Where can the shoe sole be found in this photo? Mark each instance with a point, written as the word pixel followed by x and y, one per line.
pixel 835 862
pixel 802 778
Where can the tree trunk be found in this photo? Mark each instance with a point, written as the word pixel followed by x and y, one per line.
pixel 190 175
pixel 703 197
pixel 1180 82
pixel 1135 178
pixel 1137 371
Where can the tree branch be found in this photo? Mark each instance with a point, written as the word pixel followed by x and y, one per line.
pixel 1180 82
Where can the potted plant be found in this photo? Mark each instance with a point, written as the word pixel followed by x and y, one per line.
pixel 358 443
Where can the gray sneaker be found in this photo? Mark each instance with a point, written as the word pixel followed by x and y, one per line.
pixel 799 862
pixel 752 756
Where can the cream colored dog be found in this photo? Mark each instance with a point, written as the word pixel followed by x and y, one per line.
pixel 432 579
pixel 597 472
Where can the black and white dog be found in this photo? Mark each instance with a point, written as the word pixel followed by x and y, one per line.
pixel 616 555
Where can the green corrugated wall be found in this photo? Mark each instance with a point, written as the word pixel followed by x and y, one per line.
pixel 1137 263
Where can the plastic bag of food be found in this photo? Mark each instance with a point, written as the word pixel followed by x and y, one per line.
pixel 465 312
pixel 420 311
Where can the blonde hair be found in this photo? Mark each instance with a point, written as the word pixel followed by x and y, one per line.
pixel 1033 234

**Required action:**
Would you repeat all of the data above, word for word?

**Answer below:**
Where can the shoe sole be found in this photo? Mark each instance with a point, written as the word pixel followed by x and y, one per line.
pixel 835 862
pixel 802 778
Where can the tree trunk be found in this photo? Mark each instance with a point, written as the word pixel followed by x and y, one per line.
pixel 190 175
pixel 703 197
pixel 1180 82
pixel 1135 178
pixel 1137 371
Where can the tree branch be found in this photo? Mark each instance with a point, written as the word pixel followed by x and y, one per line.
pixel 1180 82
Where can the potted plant be found in this photo? Mark each instance with a point, written as the word pixel followed by x and y, one per line.
pixel 358 443
Where can the gray sneaker be found in this photo? Mark each instance with a point, written as the word pixel followed by x and y, one per line.
pixel 799 862
pixel 752 756
Where can the cream colored dog be found in this photo? Mark each instance with a point, written as the word pixel followed by x and y, one per line.
pixel 432 579
pixel 597 472
Where can the black and white dog be found in this photo? Mark each instance with a point, written as the word pixel followed by x and y, one per line.
pixel 616 555
Where can the green corrugated wall be found in this photo? Mark each instance with a point, written as the word pixel followed by x and y, one per line.
pixel 1137 263
Where can the plastic bag of food be found in this photo? Mark each instance with a point, written as the word pixel followed by x and y, one per line.
pixel 465 312
pixel 420 311
Where can the blonde hair be found in this photo? Mark each instance with a point, written as the word pixel followed by x and y, one per line.
pixel 1033 234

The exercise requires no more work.